◆ TASK OBJECTIVE
Count the lines in the data below that contain the string "Locate" with the same capitalization, and reply with that number alone.

-- DATA PROVIDED start --

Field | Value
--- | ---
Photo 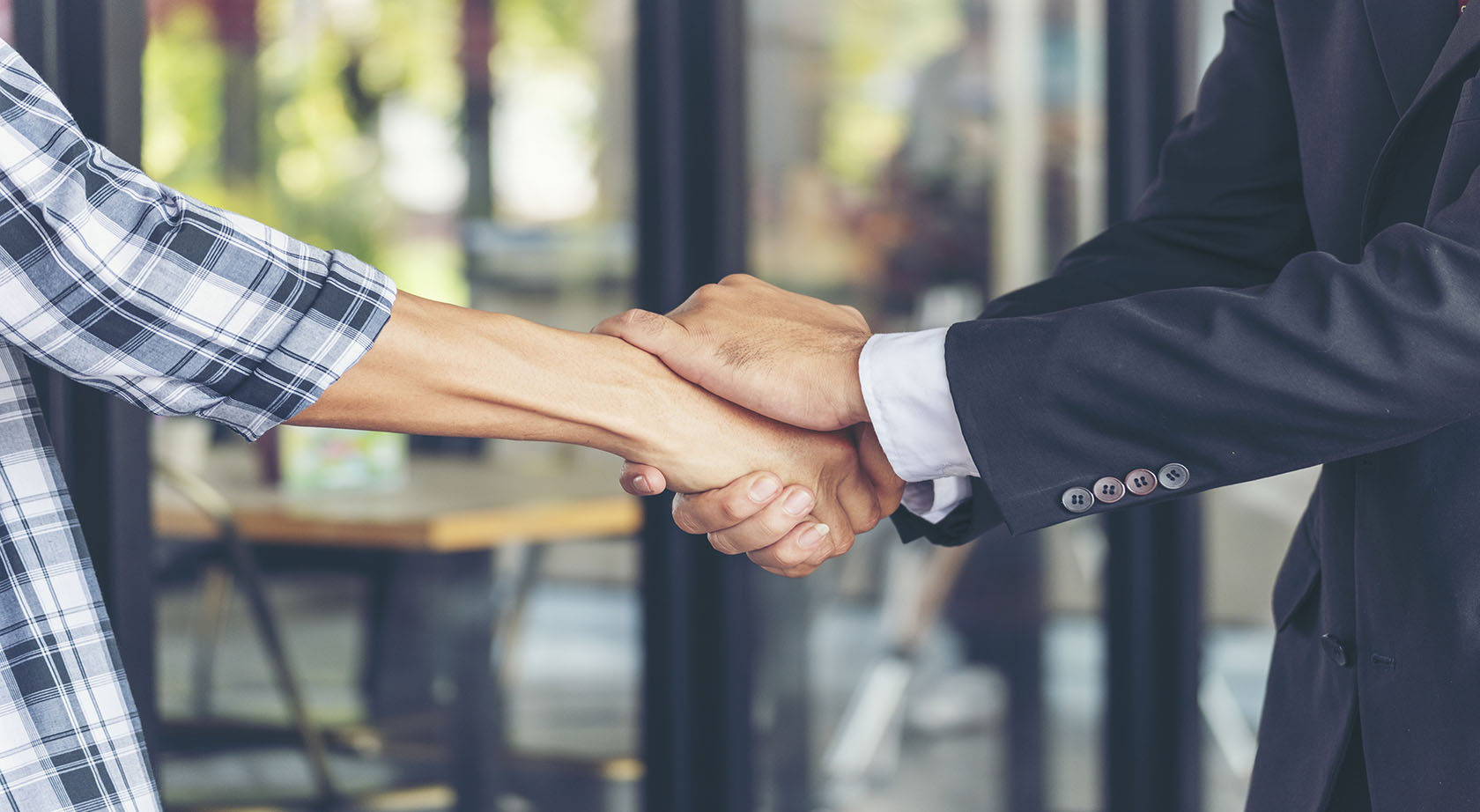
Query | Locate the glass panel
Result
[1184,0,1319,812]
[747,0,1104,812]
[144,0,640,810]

-- DATA PROVIDED end --
-- DATA PROVIDED start --

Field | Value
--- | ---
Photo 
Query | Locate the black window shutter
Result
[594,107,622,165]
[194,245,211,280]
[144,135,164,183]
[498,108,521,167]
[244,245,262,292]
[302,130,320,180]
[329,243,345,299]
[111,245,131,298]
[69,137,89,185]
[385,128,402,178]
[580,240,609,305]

-- DATA PROVIDED end --

◆ THE RESPONSE
2